§ What is expected: Give only the number of lines in the following entries where "below" appears.

**********

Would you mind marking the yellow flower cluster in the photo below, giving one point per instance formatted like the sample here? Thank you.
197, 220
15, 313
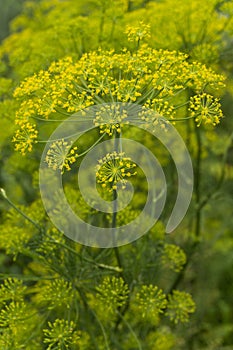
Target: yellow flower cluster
109, 118
60, 155
138, 33
157, 79
205, 108
113, 169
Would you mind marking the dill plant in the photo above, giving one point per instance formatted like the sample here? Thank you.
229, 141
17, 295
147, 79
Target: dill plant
66, 296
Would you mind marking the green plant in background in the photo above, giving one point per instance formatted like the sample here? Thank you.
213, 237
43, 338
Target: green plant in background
58, 294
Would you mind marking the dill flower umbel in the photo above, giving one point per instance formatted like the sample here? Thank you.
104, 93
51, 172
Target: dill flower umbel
180, 305
109, 118
60, 155
113, 293
61, 334
138, 33
113, 170
205, 108
25, 137
151, 301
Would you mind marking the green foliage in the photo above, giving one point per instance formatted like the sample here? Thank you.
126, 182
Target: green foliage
65, 56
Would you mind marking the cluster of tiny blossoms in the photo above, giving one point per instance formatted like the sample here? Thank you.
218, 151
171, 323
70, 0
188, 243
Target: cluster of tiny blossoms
60, 155
205, 108
109, 118
157, 79
113, 170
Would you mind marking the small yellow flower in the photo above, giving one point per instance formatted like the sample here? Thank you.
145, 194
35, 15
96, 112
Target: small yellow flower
205, 108
113, 169
60, 155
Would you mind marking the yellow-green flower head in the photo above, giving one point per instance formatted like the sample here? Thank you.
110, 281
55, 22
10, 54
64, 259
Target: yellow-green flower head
173, 257
138, 33
109, 118
205, 108
113, 293
25, 137
157, 79
180, 306
61, 334
60, 155
114, 170
151, 301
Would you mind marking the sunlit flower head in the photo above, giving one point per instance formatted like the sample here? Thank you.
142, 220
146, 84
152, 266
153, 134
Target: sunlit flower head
109, 118
60, 155
25, 137
205, 108
137, 33
114, 169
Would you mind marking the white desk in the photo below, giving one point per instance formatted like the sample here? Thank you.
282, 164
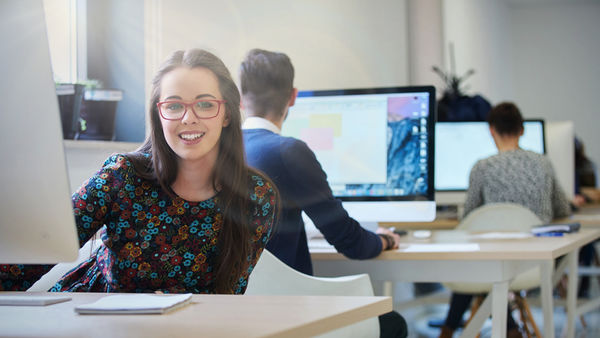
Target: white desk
207, 316
496, 261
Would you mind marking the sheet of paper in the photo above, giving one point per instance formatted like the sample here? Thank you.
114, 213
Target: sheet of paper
443, 247
502, 235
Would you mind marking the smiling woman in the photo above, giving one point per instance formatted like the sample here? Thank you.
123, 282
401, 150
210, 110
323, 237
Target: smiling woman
183, 213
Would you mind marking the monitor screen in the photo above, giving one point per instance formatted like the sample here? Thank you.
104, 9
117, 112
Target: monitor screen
375, 145
561, 153
36, 213
459, 145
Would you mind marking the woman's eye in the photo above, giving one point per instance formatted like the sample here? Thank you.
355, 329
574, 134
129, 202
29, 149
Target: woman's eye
204, 104
174, 106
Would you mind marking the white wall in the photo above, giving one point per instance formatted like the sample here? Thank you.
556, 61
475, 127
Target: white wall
480, 33
59, 22
540, 54
332, 44
556, 51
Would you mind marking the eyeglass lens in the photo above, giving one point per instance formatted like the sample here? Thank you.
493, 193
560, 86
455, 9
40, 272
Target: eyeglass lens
203, 109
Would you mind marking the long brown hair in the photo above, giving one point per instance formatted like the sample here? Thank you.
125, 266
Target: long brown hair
230, 175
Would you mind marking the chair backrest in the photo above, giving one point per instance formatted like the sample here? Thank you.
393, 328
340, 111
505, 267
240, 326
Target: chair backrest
500, 217
273, 277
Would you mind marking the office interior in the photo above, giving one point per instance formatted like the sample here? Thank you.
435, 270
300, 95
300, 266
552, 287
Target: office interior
539, 54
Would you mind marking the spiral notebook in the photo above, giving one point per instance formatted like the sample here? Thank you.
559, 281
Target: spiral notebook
135, 304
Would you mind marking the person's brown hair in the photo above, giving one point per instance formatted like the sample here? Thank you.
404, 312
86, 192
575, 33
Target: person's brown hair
231, 174
506, 119
266, 82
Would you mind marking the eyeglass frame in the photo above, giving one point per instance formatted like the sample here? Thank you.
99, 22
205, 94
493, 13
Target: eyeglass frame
191, 106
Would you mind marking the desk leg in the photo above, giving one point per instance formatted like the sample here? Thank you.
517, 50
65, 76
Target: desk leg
387, 289
546, 293
499, 306
572, 292
476, 323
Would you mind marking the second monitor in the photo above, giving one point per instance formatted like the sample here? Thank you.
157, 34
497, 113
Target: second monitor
376, 147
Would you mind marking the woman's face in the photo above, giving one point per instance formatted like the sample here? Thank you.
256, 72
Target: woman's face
193, 138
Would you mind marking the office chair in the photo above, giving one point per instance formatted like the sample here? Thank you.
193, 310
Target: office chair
51, 277
503, 217
273, 277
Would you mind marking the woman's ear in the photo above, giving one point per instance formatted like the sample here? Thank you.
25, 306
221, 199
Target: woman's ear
226, 121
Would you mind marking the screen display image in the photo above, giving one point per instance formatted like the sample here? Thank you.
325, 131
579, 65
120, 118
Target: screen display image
374, 144
459, 145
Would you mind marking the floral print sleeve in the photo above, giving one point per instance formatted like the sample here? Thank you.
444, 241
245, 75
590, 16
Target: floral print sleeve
262, 214
97, 199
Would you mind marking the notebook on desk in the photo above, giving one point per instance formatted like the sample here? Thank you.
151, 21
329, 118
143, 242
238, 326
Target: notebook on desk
31, 300
135, 304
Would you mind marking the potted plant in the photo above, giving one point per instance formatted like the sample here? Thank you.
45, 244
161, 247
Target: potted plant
88, 110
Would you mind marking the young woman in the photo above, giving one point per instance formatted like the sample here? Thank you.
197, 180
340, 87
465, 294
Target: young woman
183, 213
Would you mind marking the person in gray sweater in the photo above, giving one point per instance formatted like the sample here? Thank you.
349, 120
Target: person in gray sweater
513, 175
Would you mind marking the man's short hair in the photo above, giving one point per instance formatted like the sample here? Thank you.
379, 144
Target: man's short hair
267, 82
506, 119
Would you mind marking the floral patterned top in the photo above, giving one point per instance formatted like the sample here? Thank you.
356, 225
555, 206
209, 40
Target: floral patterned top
151, 241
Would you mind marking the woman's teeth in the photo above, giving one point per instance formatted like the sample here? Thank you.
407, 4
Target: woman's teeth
190, 137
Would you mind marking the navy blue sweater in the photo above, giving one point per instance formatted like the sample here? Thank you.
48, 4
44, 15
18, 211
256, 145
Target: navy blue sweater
303, 186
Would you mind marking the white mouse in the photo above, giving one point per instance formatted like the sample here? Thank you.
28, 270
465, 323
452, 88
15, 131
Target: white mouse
421, 234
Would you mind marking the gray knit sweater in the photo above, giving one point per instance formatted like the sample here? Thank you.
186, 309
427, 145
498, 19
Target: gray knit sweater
517, 176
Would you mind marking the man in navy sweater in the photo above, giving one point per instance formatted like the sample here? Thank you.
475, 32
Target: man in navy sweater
266, 80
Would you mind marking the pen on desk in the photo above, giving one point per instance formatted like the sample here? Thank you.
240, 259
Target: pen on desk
549, 234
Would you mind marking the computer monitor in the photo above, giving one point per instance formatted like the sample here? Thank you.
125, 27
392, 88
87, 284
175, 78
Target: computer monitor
376, 147
36, 213
459, 145
561, 152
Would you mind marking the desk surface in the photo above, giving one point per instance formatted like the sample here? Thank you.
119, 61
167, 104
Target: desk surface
530, 248
206, 316
588, 215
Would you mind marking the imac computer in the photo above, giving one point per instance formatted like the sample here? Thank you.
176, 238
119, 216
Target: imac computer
376, 147
37, 225
560, 138
459, 145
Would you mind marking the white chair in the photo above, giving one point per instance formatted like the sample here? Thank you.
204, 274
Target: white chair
273, 277
503, 217
51, 277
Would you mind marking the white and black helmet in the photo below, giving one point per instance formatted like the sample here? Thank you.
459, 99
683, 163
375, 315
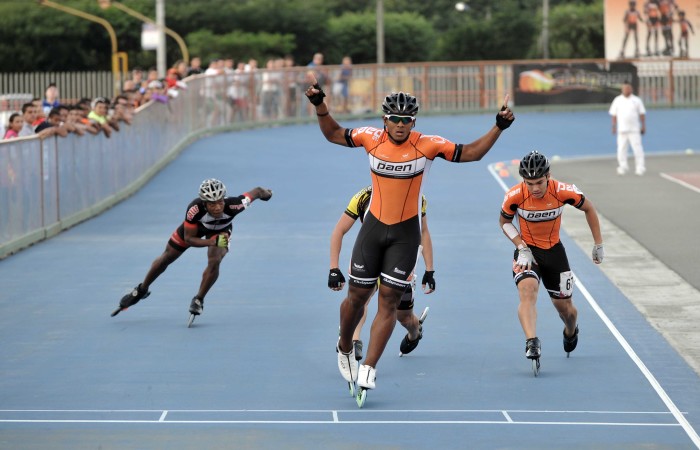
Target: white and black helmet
400, 103
534, 165
212, 190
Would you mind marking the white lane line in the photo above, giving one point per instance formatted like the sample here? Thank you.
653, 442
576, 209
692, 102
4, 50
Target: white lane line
681, 182
692, 434
642, 367
321, 422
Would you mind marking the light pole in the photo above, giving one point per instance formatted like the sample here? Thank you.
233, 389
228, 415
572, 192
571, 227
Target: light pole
545, 29
119, 59
180, 42
380, 31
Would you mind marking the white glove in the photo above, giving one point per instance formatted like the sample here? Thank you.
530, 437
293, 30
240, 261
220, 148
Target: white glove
525, 258
598, 253
222, 241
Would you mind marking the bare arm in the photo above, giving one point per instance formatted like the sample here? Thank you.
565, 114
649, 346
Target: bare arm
477, 149
329, 127
260, 193
427, 243
341, 228
593, 222
515, 239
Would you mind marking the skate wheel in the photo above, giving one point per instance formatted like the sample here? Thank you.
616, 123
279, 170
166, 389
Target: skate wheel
361, 397
422, 317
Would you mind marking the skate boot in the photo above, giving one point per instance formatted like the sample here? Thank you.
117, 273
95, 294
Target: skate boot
365, 380
407, 345
136, 295
367, 377
570, 342
347, 363
196, 306
358, 349
533, 349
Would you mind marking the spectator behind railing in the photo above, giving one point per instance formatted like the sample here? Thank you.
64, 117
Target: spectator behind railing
28, 118
98, 114
52, 126
51, 98
14, 126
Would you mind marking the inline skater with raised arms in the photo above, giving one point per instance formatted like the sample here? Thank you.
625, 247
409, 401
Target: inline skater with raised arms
356, 209
538, 202
208, 223
386, 248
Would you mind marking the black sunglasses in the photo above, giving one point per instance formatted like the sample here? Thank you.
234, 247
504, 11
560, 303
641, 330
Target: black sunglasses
403, 119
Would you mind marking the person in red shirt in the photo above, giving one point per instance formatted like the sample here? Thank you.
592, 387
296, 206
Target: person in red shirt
538, 202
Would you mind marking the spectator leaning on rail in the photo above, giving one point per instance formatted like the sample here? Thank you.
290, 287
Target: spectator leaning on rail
28, 117
14, 126
98, 114
52, 126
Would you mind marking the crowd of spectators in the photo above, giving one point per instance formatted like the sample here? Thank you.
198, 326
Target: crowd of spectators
243, 93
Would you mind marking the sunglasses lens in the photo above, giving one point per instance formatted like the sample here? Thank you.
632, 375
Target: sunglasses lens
403, 120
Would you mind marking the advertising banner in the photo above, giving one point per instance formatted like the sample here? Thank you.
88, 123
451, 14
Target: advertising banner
566, 84
652, 29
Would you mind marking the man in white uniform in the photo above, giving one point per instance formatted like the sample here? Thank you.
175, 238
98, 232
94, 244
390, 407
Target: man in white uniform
628, 121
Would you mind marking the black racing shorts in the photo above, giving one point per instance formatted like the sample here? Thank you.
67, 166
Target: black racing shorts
177, 239
552, 267
385, 252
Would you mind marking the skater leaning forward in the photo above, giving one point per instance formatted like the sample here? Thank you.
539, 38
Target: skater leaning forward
208, 223
538, 202
386, 247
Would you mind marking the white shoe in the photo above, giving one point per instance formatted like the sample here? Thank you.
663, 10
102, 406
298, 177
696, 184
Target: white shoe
347, 364
367, 377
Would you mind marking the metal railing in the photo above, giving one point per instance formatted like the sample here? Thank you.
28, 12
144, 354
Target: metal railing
49, 185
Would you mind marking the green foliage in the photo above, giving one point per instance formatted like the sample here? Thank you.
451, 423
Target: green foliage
499, 37
239, 45
35, 37
576, 31
407, 37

**********

§ Task output: 3